◆ **TASK OBJECTIVE**:
Answer these questions from the passage below on Turkey and EU membership:
(a) What collapse let Turkey return to its historic role as a fulcrum of trade and investment between Europe and Asia?
(b) From which three regions does the passage say energy would be transported, with Turkey at the heart of such plans?
(c) In what year were women in Turkey granted the right to vote?

But it is the two underlying reasons for Turkey’s recent growth that are key to its EU membership discussions. First, Turkey has grown because it has continued (and in the last decade even accelerated) its sustained effort to modernize, leaving no part of its society or economy untouched by reform. Second, Turkey has grown because the collapse of the USSR has allowed it to return to its historic role as a fulcrum of trade and investment bridging Europe and Asia.
What does this mean for Turkish membership in the EU? It increases the attractiveness and urgency for the EU of creating a clear path towards full Turkish membership. A quick review of the EU’s priorities shows how this is so. The most obvious example of Turkey’s central place in the EU’s future priorities is the EU’s long-term goal of achieving greater energy security. A glance at the map shows that Turkey will be at the heart of any plans to transport energy from the Caspian region, Central Asia, or the Middle East.

Another EU priority is the economic development of the Balkan countries; once again, the facts of geography, history and culture (along with its dynamic economy) cry out for full Turkish membership. The lesson from previous enlargements is notable here – when the “engineered uncertainty” of the current EU membership process is removed, trade, investment and the prosperity (not only of Turkey but for the EU as a whole) accelerate.

There is a non-economic dimension to Turkish EU membership process as well. In today’s world, Europe must actively address questions of security and human rights. Here again, by virtue of history and geography, Turkey has a number of constructive roles to play.

First, Turkey and the EU share common goals and values in this arena. Turkey is, of course, Islamic, but it is the premier example for Islamic countries world-wide that wish to balance their religion with a rights-based, secular society. Turkey has been a secular Republic since 1924, and it continues to modernize its legal, political and social structures to fulfill that promise. As a result, Turkey has led the Islamic world in the area of human rights (and has sometimes been ahead of Europe: in 1930, women were granted the right to vote in Turkey, well ahead of women in Portugal, Spain, Bulgaria, France, Italy, Romania, Malta, Belgium, Greece, Hungary, Cyprus, and Liechtenstein). With over one billion Muslims in the world, a positive embrace by the EU of Turkey can only increase Europe’s security.

◆ **INFORMATION GIVEN**:
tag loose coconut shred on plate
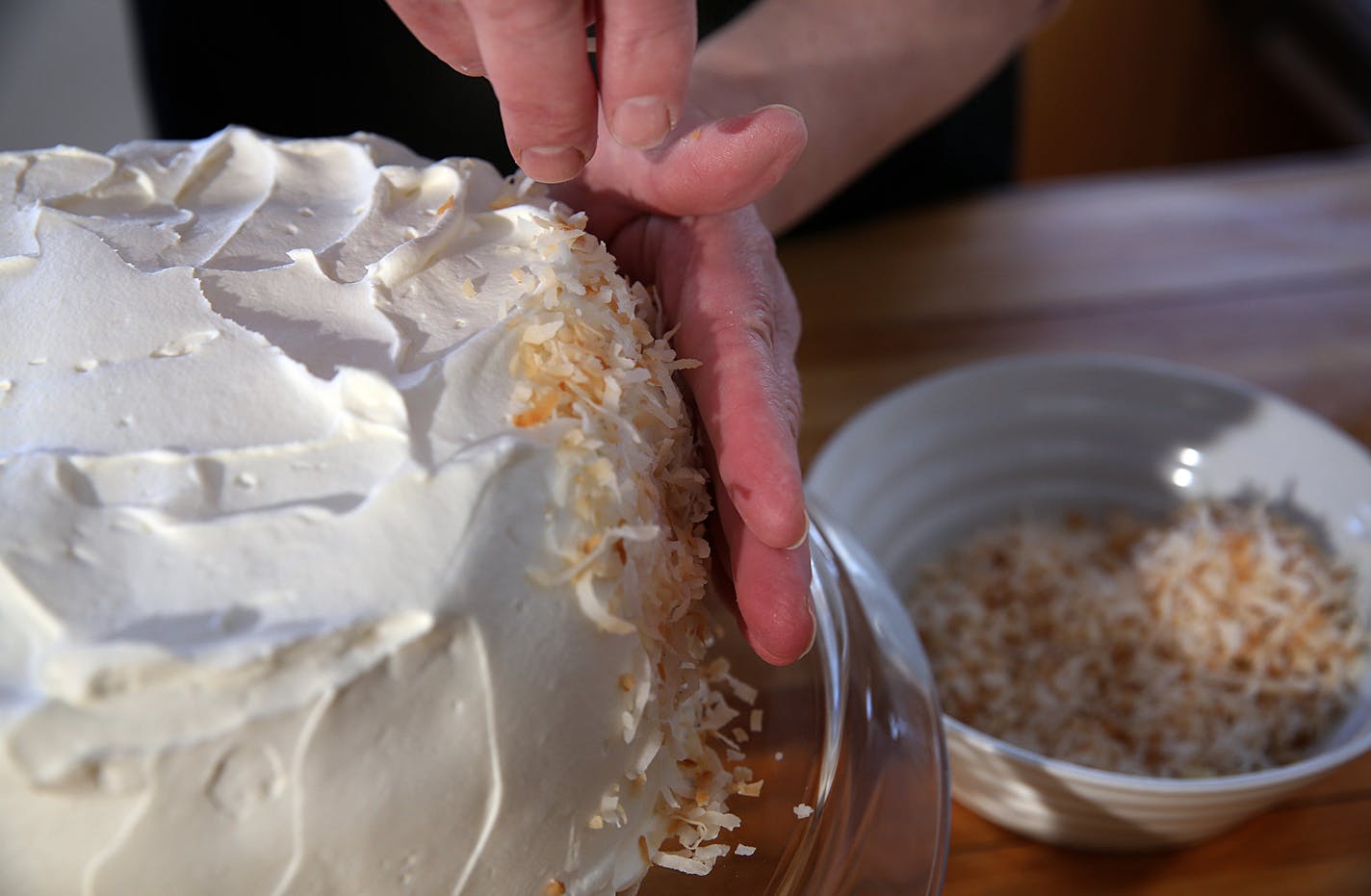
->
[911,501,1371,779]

...

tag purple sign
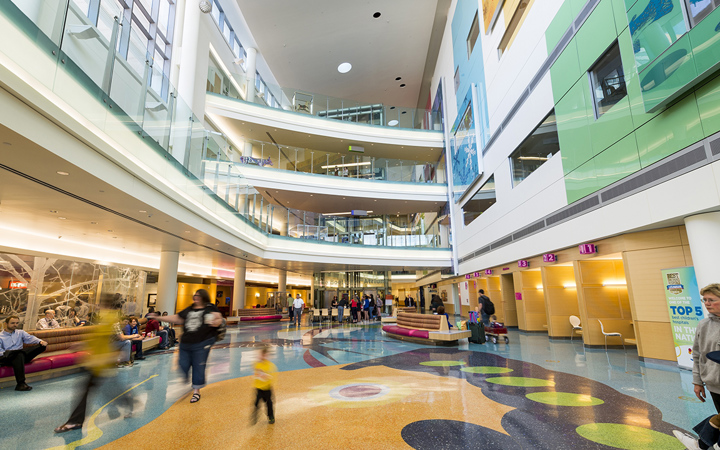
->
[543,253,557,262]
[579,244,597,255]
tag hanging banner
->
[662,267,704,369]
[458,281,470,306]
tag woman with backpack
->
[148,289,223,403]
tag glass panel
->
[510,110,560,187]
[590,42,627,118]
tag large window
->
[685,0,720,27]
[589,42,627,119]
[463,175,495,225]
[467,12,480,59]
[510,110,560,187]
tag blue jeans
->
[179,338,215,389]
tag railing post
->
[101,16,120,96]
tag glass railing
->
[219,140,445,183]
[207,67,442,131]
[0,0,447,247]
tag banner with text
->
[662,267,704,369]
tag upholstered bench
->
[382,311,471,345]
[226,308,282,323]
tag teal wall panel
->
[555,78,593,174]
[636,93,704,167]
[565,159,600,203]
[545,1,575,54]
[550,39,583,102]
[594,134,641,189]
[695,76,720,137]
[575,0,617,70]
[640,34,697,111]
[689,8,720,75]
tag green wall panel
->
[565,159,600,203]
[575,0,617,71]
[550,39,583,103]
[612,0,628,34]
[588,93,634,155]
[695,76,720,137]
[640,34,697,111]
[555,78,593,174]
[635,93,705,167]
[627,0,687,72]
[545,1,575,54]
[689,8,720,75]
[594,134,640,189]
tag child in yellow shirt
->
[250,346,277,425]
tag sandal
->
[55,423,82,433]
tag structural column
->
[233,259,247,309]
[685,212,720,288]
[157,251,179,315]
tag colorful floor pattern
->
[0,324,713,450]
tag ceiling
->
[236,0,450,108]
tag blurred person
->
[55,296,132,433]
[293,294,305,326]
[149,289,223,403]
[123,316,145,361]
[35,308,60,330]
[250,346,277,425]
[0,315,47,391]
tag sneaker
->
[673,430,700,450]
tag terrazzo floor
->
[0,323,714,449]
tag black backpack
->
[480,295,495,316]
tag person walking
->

◆ **ANSWER SECTION**:
(a) The collapse of the USSR.
(b) The Caspian region, Central Asia, and the Middle East.
(c) 1930.